- Things to do:
1. In the Derby forum thread, write out the passage that begins at the words "I've had this" and stops after "on twin Webers.".
2. Translate this sentence from the Derby forum thread into Spanish: "I can't believe how undocumented the Derby has been since I've had it."

- Document text:
start

# Derby



## Biodome (Dec 7, 2000)

I've had this car for about 6 and a half years. I bought it in near Brighton, England, while stationed over there. It started life as a stock 1.1 4-speed. For the last 3.5 years, its had a 1.3 GT 5-speed on twin Webers. 
Here is is on Highway 1 in central California...


----------



## Biodome (Dec 7, 2000)

*Re: Derby (Biodome)*

Its current form...


----------



## Biodome (Dec 7, 2000)

*Re: Derby (Biodome)*

This is on its way from the UK...


----------



## Biodome (Dec 7, 2000)

125hp Polo GTI lump. Vrrrm!


----------



## blown020 (Jan 9, 2009)

*Re: (Biodome)*

I so hate you


----------



## nothing-leaves-stock (Mar 1, 2005)

*Re: (blown020)*

can't wait to get that motor in the shop and going!!
more this the mk1 forum! no one comes in here!







the mods won't care haha


----------



## Biodome (Dec 7, 2000)

lol, I'm sure they wouldn't. I can't believe how undocumented the Derby has been since I've had it. I really should have kept more pics. At least I have all the receipts...


----------



## nothing-leaves-stock (Mar 1, 2005)

*Re: (Biodome)*

make a new "build thread" in the mk1 forum. i did that with may 77 dasher wagon....


----------



## Biodome (Dec 7, 2000)

*Re: (Biodome)*

Current engine pic from a generous vortex member...


----------



## Salty VW (Sep 2, 2004)

*Re: (Biodome)*


_Quote, originally posted by *Biodome* »_lol, I'm sure they wouldn't. I can't believe how undocumented the Derby has been since I've had it. I really should have kept more pics. At least I have all the receipts...









I've got some photos on my website. Feel free to download them, put them in your photobucket, etc. 
http://saltywayz.com/gallery/m...=8660
Your car is a real treat for the US VW scene. I miss seeing it at GTG's. http://****************.com/smile/emthup.gif


----------



## Biodome (Dec 7, 2000)

*Re: (Salty VW)*

Your pictures were always my favorite of the Derby.


----------



## carsluTT (Dec 31, 2004)

nice to see u still have it eric.......... iv been tinkering w/ ur old caddy. someday ill bother to finish it.

end

[Coordinate annotation records]
start

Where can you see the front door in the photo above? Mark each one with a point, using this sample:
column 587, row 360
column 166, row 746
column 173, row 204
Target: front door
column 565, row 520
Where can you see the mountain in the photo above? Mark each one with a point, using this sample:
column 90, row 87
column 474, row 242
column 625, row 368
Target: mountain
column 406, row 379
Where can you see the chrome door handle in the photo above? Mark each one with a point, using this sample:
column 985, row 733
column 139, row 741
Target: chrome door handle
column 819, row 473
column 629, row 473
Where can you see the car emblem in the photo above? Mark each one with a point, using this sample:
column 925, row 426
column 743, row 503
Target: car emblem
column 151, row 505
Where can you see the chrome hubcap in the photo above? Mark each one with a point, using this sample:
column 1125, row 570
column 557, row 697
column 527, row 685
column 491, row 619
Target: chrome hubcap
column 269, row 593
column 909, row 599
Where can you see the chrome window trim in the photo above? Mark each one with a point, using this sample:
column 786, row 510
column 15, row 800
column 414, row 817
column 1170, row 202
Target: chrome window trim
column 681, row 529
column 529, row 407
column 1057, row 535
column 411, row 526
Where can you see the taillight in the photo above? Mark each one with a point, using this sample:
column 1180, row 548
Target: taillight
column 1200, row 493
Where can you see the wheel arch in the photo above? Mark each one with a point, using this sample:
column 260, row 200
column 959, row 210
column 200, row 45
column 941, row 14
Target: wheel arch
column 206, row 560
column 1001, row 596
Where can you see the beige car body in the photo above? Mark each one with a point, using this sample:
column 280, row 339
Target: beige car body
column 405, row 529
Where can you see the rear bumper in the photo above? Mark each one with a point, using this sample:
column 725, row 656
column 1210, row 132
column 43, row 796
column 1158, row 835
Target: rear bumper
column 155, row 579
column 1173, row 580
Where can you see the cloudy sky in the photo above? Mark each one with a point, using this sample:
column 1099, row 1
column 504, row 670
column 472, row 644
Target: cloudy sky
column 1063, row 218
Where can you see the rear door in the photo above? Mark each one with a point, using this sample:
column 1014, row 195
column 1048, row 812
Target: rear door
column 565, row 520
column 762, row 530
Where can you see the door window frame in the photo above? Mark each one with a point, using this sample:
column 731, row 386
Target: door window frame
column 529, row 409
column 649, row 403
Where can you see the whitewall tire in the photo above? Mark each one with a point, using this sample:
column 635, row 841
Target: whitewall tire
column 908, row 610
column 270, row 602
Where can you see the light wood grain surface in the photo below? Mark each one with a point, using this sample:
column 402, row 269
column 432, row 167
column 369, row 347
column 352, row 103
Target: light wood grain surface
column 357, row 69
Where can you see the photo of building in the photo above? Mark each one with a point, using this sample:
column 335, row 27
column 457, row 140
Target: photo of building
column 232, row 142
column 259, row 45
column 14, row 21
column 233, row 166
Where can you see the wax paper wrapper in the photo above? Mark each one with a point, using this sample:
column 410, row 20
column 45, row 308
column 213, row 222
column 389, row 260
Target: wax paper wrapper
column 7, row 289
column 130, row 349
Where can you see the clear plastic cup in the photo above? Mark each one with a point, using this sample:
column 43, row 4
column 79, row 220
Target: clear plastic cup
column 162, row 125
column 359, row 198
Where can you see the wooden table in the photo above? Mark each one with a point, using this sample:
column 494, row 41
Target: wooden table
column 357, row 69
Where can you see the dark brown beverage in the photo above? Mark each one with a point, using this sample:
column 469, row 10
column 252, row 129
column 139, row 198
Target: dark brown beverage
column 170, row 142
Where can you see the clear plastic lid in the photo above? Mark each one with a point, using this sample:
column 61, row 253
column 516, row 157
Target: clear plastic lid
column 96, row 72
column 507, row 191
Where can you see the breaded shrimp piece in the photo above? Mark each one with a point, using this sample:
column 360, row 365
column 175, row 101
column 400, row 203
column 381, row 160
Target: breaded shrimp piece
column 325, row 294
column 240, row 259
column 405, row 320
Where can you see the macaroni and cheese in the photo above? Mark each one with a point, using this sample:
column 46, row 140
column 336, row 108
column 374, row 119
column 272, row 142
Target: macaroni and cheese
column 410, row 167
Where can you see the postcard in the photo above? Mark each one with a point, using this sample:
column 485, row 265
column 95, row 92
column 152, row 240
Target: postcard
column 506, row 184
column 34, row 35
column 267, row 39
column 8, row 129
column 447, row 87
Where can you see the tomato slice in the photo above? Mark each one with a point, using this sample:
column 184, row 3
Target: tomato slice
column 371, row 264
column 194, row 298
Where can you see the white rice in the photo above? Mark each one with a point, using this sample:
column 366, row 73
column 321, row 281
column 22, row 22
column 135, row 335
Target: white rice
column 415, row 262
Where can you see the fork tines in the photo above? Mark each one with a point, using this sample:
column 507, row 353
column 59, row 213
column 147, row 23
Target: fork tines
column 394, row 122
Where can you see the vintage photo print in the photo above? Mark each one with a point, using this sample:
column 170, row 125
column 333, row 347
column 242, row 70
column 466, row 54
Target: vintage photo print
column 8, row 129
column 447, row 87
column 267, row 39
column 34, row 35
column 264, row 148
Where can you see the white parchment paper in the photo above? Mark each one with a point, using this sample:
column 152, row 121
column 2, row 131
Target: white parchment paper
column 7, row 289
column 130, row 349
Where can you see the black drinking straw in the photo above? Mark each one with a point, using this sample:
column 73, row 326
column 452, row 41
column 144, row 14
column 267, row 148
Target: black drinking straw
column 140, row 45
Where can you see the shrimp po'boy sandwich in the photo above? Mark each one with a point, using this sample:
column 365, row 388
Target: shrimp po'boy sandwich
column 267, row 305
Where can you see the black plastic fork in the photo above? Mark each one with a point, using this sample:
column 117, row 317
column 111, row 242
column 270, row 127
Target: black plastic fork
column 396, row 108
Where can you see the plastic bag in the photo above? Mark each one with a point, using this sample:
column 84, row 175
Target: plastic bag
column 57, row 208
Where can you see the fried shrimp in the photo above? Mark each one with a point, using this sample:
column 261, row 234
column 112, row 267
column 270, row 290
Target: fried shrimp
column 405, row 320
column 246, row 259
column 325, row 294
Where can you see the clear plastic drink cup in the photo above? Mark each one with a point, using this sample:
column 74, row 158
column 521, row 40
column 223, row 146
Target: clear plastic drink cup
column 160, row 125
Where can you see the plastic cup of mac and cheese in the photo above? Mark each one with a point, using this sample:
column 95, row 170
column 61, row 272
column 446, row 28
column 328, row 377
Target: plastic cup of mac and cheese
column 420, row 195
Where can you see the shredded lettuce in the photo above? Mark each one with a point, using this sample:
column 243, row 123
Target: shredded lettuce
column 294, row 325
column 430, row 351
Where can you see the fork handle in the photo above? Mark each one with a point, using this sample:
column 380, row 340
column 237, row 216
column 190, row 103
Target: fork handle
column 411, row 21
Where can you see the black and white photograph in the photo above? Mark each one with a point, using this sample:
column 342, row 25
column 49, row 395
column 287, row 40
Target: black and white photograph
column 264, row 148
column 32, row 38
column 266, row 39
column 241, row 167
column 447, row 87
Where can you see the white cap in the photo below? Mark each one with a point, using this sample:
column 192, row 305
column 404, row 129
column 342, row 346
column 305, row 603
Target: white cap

end

- Answers:
1.
I've had this car for about 6 and a half years. I bought it in near Brighton, England, while stationed over there. It started life as a stock 1.1 4-speed. For the last 3.5 years, its had a 1.3 GT 5-speed on twin Webers.

2. No puedo creer lo poco documentado que ha estado el Derby desde que lo tengo.